Source material »
+--

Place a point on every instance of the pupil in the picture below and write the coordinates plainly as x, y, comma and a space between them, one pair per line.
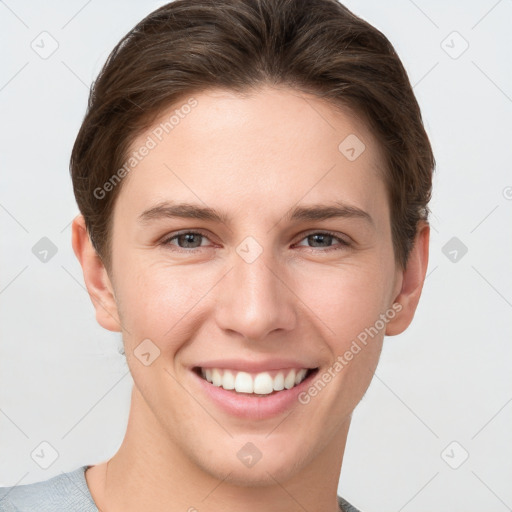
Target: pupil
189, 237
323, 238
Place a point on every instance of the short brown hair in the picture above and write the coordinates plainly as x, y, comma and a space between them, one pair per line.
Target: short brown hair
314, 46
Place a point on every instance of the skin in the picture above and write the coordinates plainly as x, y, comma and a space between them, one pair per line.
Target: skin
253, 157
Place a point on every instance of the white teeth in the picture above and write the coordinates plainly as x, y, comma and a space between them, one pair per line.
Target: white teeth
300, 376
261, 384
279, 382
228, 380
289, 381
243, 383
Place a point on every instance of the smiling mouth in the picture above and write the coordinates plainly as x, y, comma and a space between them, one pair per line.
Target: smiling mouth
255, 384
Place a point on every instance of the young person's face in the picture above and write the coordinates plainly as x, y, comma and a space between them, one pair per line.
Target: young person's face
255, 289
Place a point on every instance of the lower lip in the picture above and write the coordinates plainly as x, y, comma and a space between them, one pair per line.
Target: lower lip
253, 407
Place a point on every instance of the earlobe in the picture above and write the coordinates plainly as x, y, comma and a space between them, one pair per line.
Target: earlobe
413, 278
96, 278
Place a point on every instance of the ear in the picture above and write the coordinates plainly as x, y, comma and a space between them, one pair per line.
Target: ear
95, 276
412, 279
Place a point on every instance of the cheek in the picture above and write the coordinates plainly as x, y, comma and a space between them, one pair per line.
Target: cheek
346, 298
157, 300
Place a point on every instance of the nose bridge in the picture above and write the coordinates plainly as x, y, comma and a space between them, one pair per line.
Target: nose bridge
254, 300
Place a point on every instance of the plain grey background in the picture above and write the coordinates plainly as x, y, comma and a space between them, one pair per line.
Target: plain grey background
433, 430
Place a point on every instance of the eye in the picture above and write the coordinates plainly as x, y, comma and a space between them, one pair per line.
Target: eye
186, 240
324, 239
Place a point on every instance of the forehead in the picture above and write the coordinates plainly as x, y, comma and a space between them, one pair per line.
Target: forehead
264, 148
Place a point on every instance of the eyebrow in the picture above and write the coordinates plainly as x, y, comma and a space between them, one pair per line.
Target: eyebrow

+--

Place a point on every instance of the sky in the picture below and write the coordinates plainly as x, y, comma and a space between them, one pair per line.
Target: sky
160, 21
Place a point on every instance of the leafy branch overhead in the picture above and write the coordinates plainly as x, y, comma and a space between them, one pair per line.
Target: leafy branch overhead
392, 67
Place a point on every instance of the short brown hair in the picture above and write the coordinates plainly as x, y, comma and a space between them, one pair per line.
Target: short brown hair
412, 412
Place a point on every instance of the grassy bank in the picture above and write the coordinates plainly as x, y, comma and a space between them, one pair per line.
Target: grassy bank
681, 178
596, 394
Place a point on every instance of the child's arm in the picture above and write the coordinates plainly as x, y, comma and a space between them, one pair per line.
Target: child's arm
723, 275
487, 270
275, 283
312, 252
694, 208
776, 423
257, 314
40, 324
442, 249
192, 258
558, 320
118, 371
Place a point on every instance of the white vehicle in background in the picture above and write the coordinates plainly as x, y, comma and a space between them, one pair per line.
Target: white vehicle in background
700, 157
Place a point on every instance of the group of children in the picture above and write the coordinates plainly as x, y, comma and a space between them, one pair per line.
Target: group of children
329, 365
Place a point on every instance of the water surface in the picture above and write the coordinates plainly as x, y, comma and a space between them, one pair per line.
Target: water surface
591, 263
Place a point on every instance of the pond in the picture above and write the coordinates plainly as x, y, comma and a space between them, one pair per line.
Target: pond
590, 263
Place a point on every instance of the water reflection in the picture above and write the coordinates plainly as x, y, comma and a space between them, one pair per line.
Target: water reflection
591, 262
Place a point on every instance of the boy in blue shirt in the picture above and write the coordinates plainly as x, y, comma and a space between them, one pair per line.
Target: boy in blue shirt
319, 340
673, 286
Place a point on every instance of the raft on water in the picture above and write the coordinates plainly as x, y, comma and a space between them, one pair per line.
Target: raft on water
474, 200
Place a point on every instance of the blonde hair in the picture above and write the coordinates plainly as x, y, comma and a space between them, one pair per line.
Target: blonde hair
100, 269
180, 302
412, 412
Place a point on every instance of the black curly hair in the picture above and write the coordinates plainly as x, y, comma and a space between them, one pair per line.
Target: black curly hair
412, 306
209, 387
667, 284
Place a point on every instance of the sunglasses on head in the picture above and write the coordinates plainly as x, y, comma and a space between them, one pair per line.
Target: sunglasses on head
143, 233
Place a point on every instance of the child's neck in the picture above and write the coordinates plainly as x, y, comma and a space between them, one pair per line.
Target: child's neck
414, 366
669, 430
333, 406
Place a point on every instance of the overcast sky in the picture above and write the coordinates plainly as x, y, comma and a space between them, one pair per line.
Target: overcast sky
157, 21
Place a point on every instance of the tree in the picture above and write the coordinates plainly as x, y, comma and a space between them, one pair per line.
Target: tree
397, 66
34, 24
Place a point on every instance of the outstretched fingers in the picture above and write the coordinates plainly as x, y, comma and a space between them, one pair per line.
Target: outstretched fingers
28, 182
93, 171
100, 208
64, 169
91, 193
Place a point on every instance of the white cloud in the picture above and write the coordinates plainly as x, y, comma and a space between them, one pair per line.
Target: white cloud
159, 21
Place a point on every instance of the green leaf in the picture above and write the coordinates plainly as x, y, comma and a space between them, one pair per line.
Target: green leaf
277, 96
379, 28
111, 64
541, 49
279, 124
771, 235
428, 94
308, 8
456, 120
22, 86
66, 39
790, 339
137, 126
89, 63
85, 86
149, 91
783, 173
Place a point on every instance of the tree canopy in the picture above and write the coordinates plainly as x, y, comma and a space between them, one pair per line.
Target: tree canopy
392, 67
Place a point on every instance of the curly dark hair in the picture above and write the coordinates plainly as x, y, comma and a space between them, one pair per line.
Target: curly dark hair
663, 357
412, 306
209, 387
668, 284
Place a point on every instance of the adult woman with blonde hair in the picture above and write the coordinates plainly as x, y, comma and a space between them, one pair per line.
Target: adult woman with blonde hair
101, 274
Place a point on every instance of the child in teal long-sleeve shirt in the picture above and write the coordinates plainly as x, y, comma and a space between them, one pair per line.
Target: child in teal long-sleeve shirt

+--

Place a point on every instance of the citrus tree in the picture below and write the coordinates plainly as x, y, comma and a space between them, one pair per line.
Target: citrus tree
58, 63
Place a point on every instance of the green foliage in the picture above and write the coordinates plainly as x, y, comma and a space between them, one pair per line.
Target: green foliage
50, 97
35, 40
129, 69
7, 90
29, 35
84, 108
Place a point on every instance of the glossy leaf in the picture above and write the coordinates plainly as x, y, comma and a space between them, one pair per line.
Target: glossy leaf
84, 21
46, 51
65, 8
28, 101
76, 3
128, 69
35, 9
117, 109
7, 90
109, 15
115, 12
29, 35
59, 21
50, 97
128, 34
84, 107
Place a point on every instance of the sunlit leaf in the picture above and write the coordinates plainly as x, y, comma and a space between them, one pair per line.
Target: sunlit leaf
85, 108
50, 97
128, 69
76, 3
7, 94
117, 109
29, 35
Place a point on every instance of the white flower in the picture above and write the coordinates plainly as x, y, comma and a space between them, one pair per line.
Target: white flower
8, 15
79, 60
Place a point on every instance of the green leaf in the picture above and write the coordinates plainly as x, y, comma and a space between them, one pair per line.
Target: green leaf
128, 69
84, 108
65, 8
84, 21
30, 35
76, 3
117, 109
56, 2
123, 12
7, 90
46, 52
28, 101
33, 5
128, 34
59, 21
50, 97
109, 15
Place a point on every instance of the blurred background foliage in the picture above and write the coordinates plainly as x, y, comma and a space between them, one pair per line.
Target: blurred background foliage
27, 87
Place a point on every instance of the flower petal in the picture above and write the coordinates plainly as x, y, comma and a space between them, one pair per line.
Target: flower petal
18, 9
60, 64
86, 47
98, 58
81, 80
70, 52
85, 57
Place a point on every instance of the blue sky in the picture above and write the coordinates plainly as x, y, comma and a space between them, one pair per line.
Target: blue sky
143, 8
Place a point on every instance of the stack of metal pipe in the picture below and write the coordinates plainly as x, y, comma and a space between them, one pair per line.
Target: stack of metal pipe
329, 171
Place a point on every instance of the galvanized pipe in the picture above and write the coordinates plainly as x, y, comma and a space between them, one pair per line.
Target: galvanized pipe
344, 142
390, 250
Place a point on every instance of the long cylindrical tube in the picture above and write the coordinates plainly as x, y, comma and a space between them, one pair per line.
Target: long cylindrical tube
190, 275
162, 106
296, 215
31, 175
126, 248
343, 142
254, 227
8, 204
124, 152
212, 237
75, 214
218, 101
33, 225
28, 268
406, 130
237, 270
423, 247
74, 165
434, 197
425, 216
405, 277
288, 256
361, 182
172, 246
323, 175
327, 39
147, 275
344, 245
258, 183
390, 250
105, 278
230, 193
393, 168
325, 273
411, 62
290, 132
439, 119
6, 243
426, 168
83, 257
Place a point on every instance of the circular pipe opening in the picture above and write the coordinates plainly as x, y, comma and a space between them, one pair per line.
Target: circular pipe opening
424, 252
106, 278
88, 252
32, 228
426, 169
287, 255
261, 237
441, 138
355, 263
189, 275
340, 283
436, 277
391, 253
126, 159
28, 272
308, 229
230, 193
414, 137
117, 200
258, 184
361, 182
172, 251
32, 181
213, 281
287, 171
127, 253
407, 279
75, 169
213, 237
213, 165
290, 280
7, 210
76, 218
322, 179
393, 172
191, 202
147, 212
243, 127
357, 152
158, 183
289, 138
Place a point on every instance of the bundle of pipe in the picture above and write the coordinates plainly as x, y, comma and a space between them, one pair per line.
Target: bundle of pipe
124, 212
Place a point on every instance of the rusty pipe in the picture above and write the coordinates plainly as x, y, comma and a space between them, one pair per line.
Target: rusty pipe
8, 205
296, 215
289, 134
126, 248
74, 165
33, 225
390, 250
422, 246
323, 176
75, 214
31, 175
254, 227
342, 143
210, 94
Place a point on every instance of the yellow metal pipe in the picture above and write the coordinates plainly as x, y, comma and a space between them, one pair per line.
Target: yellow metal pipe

+--

Work instructions »
Rescale the entries from the line that contains "Place a point on every instance of the eye in" through the line that contains "Target: eyebrow", both included, and give only those lines. Reproduce every line, requests included, but multiply each coordinate in the answers by 1.4 and round it to a whole number, with halves rounded up.

Task response »
Place a point on every instance of the eye in the picture above and write the coordinates plainly as x, y, comma and a space between them, one pair per line.
Target: eye
260, 336
454, 335
Place a point on every instance of the forehead in the picture above and write the coordinates plainly as x, y, comma and a space between them, one pair per line.
Target: forehead
370, 207
Place a point on every instance of the eyebrow in the picture above and write the coordinates plainly as x, y, comma and a space between them, one pair per line.
Target: eyebrow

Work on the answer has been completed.